- **Your objective**: Rewrite the rows from the line that contains "the shop window?" through the line that contains "[101,140,110,167]", including the request, and shift every bounding box coordinate up by 9.

- **Supplied records**:
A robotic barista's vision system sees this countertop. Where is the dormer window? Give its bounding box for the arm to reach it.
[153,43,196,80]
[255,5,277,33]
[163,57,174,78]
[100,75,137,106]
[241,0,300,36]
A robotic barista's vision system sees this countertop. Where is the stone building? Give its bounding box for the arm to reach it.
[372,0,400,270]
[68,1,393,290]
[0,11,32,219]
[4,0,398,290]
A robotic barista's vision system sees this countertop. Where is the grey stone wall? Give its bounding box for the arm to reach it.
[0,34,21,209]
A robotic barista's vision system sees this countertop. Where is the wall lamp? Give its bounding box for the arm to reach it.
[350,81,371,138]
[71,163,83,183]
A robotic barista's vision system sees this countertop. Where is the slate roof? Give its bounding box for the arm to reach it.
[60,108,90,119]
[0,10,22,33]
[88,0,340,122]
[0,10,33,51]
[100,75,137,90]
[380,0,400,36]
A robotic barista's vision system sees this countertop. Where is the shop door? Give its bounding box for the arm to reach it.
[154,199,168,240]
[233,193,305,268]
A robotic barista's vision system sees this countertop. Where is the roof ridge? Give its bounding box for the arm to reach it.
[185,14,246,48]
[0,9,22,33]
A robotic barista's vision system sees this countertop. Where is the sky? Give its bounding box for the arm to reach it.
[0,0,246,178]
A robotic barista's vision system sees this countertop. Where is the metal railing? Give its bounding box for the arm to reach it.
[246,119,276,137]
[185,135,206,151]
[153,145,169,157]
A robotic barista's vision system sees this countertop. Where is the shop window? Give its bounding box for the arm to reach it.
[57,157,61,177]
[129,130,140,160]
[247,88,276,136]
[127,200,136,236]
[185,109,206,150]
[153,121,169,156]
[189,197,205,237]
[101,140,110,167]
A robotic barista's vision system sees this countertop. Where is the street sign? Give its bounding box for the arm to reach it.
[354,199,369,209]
==
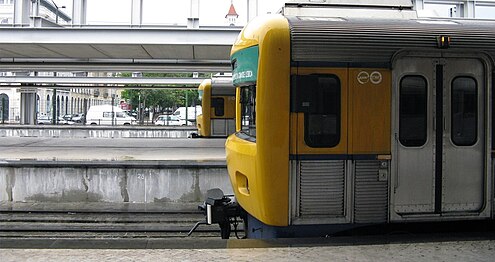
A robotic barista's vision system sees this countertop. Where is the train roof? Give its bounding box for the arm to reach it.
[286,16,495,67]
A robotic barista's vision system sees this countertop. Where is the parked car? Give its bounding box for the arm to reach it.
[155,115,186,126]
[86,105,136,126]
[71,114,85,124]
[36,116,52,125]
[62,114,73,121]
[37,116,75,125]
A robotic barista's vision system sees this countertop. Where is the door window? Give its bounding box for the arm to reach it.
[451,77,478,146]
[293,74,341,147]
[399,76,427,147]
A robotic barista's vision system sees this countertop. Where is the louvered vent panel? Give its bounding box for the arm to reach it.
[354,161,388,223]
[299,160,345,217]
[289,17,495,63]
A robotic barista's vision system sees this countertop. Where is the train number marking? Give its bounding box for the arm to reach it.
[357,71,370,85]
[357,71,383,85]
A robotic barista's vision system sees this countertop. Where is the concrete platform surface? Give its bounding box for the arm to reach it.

- **Task solution**:
A robotic barista's vision system sees this countertop. Where is the shop window? Give its bounding box for the arm to reach it.
[66,166,70,186]
[138,139,149,169]
[256,97,285,145]
[136,209,145,245]
[194,118,215,159]
[162,130,178,165]
[198,206,214,246]
[110,149,119,176]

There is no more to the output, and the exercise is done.